Scan the listing below for the word "position", then copy each line that has it.

___

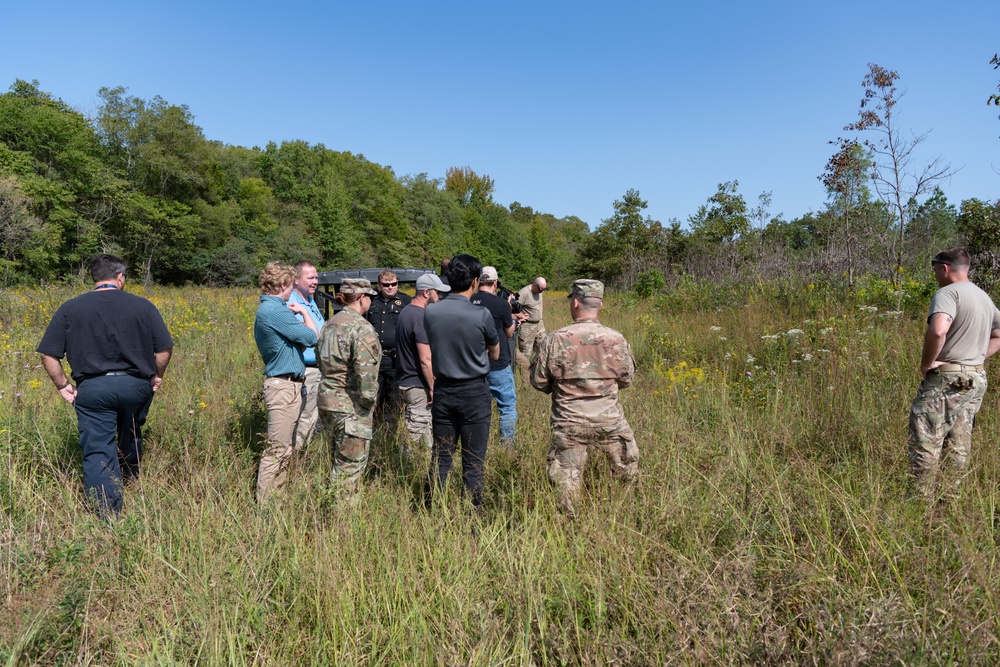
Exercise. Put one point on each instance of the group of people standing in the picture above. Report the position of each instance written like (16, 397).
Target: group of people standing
(440, 363)
(448, 360)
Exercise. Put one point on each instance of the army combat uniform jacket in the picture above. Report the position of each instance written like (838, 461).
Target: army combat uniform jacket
(582, 366)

___

Your response:
Exercise. Put one point on each instance of the group of people standing in the picture above. Report the position of each instance written like (16, 397).
Exercise. Put one point on each instance of the army combat uniform jacket in the picture above. Report the position of each instance written like (838, 461).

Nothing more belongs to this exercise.